WHAT THE TASK REQUIRES: What do the lines from the one containing "Task: indicate one point on every instance of the dry" through the end of the listing below say? Restate them word for word and give nothing else.

DATA LISTING:
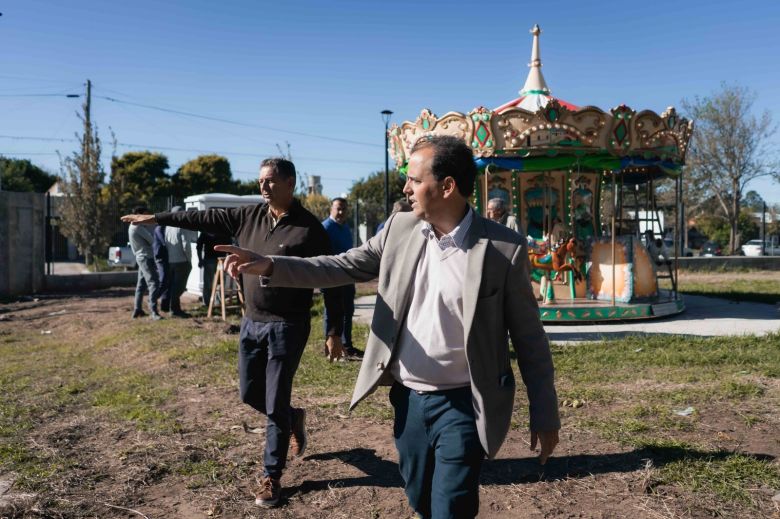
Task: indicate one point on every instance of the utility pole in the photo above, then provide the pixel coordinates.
(89, 101)
(86, 144)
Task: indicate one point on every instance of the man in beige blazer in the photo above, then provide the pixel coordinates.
(451, 285)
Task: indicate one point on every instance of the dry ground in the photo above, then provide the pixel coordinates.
(102, 416)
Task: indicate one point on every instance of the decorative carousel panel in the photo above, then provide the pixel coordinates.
(551, 127)
(396, 145)
(482, 141)
(452, 123)
(654, 138)
(542, 202)
(500, 185)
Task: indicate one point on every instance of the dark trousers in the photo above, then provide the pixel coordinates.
(163, 271)
(209, 269)
(147, 280)
(268, 356)
(348, 301)
(178, 274)
(439, 452)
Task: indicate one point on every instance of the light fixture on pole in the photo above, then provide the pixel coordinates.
(386, 118)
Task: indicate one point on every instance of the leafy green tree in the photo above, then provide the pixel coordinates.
(245, 187)
(369, 196)
(203, 174)
(84, 207)
(24, 176)
(717, 228)
(731, 147)
(137, 177)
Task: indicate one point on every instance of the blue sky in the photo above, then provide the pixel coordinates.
(327, 68)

EXERCISE ANSWER:
Task: indicate one point on every instance of the dry ground in the photo above, then provide the pixel coordinates.
(102, 416)
Task: indicate one point on every instance of the decorative carousel panel in the photo above, then provide the pixel coordinates.
(551, 127)
(396, 145)
(482, 141)
(452, 123)
(654, 138)
(542, 202)
(500, 185)
Task: indicate one point on every instance of the dark trousers in the photo above, then provide the pixel coordinates.
(163, 271)
(209, 269)
(147, 280)
(268, 356)
(348, 301)
(178, 274)
(439, 452)
Task: indicate one point on every instance of the light fixture on pole in the photo above, then provide the pixel coordinates.
(386, 118)
Task: indicate one point on every instance of the leafy green tree in the photo above, then provide the pixel coordinates.
(245, 187)
(369, 196)
(203, 174)
(84, 207)
(24, 176)
(717, 228)
(731, 147)
(137, 177)
Task: indicate one point on every instance of the blue sky in the photo above, then provide the pixel coordinates.
(327, 68)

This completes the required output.